- WHAT TO PRODUCE: Can you retype the records below word for word, starting at the line that contains "evergreen tree in the photo above." and continuing through the end of the records?

##### SUPPLIED DATA #####

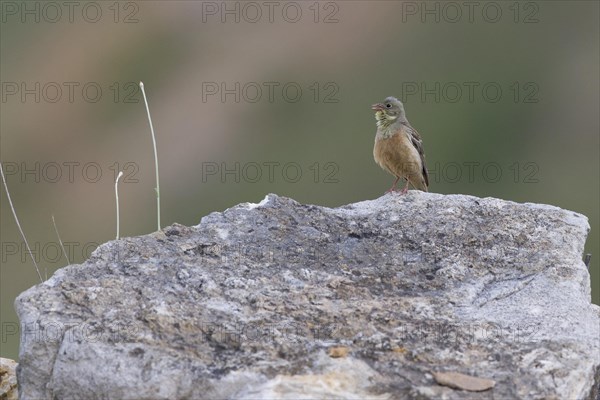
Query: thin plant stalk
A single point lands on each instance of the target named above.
(155, 156)
(60, 241)
(18, 224)
(117, 200)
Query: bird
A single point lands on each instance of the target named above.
(398, 146)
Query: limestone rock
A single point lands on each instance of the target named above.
(250, 302)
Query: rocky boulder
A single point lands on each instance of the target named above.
(418, 296)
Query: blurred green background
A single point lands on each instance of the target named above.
(510, 90)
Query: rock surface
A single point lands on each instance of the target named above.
(280, 300)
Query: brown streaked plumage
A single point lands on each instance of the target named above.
(398, 146)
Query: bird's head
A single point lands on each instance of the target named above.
(388, 112)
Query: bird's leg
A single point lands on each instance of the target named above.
(405, 189)
(393, 188)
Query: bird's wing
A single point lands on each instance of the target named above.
(416, 141)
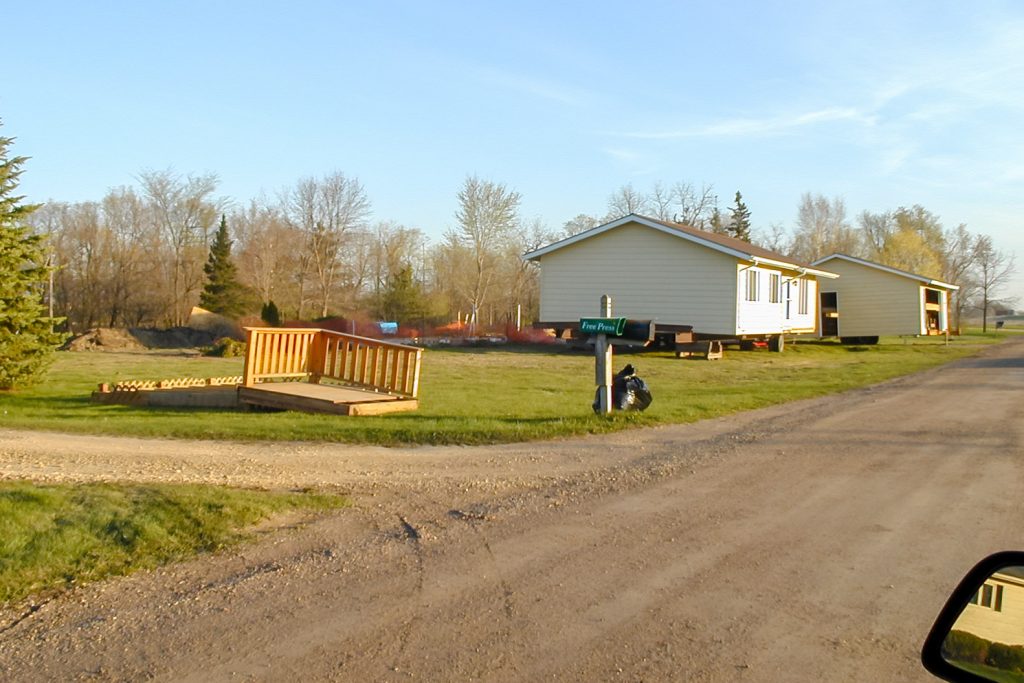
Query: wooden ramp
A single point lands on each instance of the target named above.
(337, 373)
(324, 398)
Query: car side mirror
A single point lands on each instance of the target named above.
(979, 634)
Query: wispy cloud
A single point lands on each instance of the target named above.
(759, 127)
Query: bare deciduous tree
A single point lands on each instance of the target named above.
(957, 268)
(185, 213)
(693, 207)
(487, 217)
(994, 268)
(822, 229)
(578, 224)
(625, 201)
(325, 210)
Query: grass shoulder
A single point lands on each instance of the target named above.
(482, 395)
(53, 537)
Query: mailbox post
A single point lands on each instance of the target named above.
(602, 353)
(621, 331)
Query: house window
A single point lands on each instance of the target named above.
(989, 596)
(752, 285)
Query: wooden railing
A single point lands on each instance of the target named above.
(317, 354)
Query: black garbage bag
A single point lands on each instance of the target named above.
(629, 392)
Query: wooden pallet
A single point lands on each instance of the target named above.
(709, 349)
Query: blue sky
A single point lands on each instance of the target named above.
(883, 103)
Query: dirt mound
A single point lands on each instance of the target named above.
(137, 339)
(103, 339)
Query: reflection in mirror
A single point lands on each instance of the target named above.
(988, 636)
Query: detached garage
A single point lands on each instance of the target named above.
(870, 299)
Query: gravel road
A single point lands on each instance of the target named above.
(812, 541)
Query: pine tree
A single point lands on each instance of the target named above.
(402, 299)
(739, 225)
(27, 336)
(223, 294)
(270, 314)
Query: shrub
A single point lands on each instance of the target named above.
(225, 347)
(964, 646)
(1007, 657)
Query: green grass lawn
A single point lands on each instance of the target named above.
(990, 673)
(55, 536)
(481, 395)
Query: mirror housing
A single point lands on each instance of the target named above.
(966, 593)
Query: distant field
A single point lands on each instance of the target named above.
(481, 395)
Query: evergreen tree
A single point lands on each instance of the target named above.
(739, 224)
(401, 300)
(27, 336)
(270, 314)
(223, 294)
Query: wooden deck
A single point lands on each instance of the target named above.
(337, 373)
(329, 398)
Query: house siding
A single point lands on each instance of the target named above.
(649, 274)
(875, 302)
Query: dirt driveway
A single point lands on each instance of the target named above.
(813, 541)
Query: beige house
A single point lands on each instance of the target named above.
(996, 611)
(870, 299)
(679, 276)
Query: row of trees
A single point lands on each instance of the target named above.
(137, 255)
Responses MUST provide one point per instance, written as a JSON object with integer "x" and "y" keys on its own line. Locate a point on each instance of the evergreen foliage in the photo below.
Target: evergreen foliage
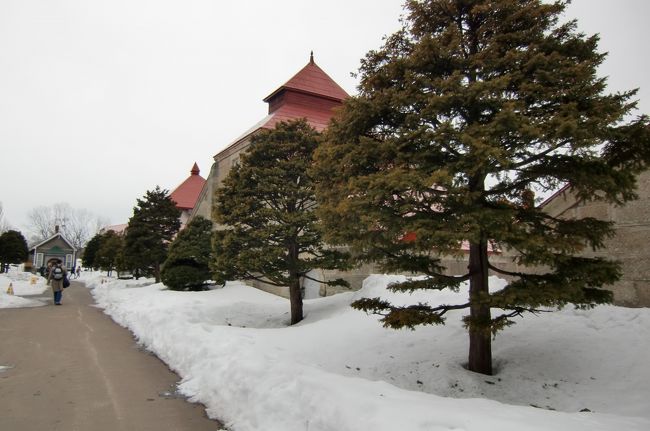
{"x": 152, "y": 227}
{"x": 110, "y": 254}
{"x": 459, "y": 117}
{"x": 188, "y": 264}
{"x": 267, "y": 203}
{"x": 90, "y": 252}
{"x": 13, "y": 248}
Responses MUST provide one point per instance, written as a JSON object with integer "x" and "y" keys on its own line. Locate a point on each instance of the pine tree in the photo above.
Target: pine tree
{"x": 267, "y": 205}
{"x": 13, "y": 248}
{"x": 188, "y": 264}
{"x": 152, "y": 227}
{"x": 459, "y": 117}
{"x": 110, "y": 253}
{"x": 90, "y": 251}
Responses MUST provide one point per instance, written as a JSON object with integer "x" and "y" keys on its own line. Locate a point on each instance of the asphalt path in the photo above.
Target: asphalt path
{"x": 70, "y": 367}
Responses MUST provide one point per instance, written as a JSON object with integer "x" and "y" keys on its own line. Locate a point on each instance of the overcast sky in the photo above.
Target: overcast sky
{"x": 101, "y": 101}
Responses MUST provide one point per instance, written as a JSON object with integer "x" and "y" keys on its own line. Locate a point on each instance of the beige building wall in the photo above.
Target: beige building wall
{"x": 630, "y": 245}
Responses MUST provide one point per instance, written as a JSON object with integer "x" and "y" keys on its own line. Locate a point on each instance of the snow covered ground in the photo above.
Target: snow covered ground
{"x": 341, "y": 370}
{"x": 24, "y": 285}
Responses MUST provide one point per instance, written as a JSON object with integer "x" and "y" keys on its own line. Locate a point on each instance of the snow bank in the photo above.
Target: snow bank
{"x": 340, "y": 370}
{"x": 23, "y": 284}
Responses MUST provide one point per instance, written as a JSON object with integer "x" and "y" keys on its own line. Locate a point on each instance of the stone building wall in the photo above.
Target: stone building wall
{"x": 630, "y": 245}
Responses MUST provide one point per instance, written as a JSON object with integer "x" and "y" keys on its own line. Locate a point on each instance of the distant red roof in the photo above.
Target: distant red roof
{"x": 187, "y": 193}
{"x": 117, "y": 228}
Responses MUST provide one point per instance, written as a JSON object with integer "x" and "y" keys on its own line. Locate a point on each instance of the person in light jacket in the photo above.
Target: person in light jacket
{"x": 57, "y": 274}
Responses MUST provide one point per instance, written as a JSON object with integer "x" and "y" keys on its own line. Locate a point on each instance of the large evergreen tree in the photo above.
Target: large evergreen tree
{"x": 267, "y": 205}
{"x": 109, "y": 256}
{"x": 152, "y": 227}
{"x": 188, "y": 264}
{"x": 460, "y": 116}
{"x": 13, "y": 248}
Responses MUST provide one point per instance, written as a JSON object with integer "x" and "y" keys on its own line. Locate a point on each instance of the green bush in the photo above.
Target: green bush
{"x": 185, "y": 274}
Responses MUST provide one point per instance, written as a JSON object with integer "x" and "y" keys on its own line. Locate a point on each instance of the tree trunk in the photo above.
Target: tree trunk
{"x": 480, "y": 341}
{"x": 156, "y": 272}
{"x": 295, "y": 296}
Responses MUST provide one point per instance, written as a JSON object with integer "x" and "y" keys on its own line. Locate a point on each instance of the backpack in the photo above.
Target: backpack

#####

- RESULT OF THIS TASK:
Responses MUST provide one point per instance, written as a JSON object with integer "x" and "y" keys on its own line. Locate a point on each instance of the large evergreen tree in the photo above.
Target: large evergreen tree
{"x": 267, "y": 205}
{"x": 109, "y": 256}
{"x": 152, "y": 227}
{"x": 188, "y": 264}
{"x": 460, "y": 116}
{"x": 13, "y": 248}
Responses MUST provide one point per instance, written as a JSON object with integer "x" and "y" keys on its own line. Locate a point on each instance of the green bush in the photo above.
Target: green bush
{"x": 185, "y": 274}
Responses MUST provide one point per instance, written as a JSON object with integer "x" and "y" keys on its own line. Locate a point on each instance of the tree trunk in the photo above.
Target: tree trunk
{"x": 480, "y": 341}
{"x": 156, "y": 272}
{"x": 295, "y": 296}
Responses MUST provide one point per instance, written as a JSON object with integer "x" and "y" keys on its own line. Locate a point on each instance of the backpack in the photo above.
Target: backpack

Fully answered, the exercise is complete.